◆ DIRECTION
Set out every line of the rows below as a numbered list, and leave out any blank lines.
======== SUPPLIED MATERIAL
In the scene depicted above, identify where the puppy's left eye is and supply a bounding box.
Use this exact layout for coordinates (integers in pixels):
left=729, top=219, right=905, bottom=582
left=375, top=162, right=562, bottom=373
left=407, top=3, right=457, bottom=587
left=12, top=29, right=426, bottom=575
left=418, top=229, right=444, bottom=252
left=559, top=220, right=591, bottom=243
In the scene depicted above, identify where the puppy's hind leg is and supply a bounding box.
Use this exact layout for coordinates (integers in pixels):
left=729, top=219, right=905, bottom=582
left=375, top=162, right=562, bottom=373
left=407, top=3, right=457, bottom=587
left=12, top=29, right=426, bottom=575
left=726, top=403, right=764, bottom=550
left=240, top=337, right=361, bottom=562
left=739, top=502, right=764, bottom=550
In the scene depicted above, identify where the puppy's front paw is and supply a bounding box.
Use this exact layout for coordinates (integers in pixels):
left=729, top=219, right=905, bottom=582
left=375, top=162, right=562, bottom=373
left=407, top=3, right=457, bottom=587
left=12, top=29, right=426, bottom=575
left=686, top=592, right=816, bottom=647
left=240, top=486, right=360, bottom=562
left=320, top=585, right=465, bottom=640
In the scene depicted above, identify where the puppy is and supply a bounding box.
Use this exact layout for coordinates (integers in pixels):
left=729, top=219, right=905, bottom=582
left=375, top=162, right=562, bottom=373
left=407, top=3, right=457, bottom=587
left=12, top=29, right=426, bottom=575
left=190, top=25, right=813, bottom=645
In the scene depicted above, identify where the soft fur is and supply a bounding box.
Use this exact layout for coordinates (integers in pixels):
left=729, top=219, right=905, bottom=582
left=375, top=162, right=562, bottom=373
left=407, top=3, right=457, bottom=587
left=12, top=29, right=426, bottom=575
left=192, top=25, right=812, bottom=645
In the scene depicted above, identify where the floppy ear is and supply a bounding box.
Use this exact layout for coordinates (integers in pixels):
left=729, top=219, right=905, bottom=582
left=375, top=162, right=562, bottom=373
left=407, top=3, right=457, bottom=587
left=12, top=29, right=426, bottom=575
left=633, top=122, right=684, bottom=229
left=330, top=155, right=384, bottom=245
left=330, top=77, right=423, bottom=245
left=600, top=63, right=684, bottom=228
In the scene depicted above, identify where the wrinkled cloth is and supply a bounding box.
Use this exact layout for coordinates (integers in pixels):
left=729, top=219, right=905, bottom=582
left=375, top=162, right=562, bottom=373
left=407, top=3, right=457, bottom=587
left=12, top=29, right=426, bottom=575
================
◆ RESPONSE
1. In the scene depicted above, identify where the puppy's left eye is and supply a bounding box.
2. Use this exact layout for coordinates (integers in pixels):
3. left=729, top=219, right=905, bottom=582
4. left=375, top=162, right=562, bottom=373
5. left=407, top=3, right=457, bottom=587
6. left=12, top=29, right=426, bottom=575
7. left=418, top=229, right=444, bottom=252
8. left=559, top=220, right=591, bottom=243
9. In the scene depicted above, identify where the puppy's hind leg is and supply a bounding box.
10. Use this exact layout for coordinates (integers in pixels):
11. left=729, top=219, right=905, bottom=582
12. left=375, top=162, right=562, bottom=373
13. left=407, top=3, right=457, bottom=587
14. left=12, top=29, right=426, bottom=575
15. left=726, top=403, right=764, bottom=550
16. left=240, top=337, right=361, bottom=562
17. left=739, top=502, right=764, bottom=550
18. In the scene depicted above, identify where the puppy's front paw is and supply a bounding box.
19. Use this exact layout for coordinates (integers in pixels):
20. left=729, top=219, right=905, bottom=582
21. left=375, top=162, right=562, bottom=373
22. left=407, top=3, right=457, bottom=587
23. left=12, top=29, right=426, bottom=575
24. left=686, top=592, right=816, bottom=647
25. left=240, top=486, right=360, bottom=562
26. left=320, top=585, right=465, bottom=640
27. In the scene depicted above, identify where the puppy is and supply a bounding box.
28. Use this exact layout for coordinates (integers in pixels):
29. left=729, top=219, right=905, bottom=582
30. left=375, top=162, right=562, bottom=373
31. left=407, top=3, right=457, bottom=587
32. left=12, top=29, right=426, bottom=575
33. left=190, top=25, right=813, bottom=645
34. In the scene depicted above, identify where the soft fur is and supply a bounding box.
35. Use this exact layout for coordinates (integers in pixels):
36. left=729, top=219, right=905, bottom=582
37. left=375, top=162, right=562, bottom=373
38. left=407, top=3, right=457, bottom=587
39. left=12, top=29, right=426, bottom=575
40. left=192, top=25, right=812, bottom=645
41. In the scene depicted above, identify where the floppy ear is and supply a bounding box.
42. Use this exact layout for coordinates (integers in pixels):
43. left=729, top=219, right=905, bottom=582
44. left=375, top=162, right=562, bottom=373
45. left=407, top=3, right=457, bottom=587
46. left=12, top=29, right=426, bottom=575
47. left=633, top=122, right=684, bottom=229
48. left=330, top=155, right=384, bottom=245
49. left=330, top=77, right=423, bottom=245
50. left=600, top=63, right=684, bottom=228
51. In the scene depicted above, identify where the wrinkled cloth is and supply a bounding box.
52. Use this exact layout for coordinates (integers in pixels):
53. left=729, top=219, right=905, bottom=582
54. left=375, top=162, right=562, bottom=373
55. left=407, top=3, right=457, bottom=587
56. left=12, top=29, right=426, bottom=575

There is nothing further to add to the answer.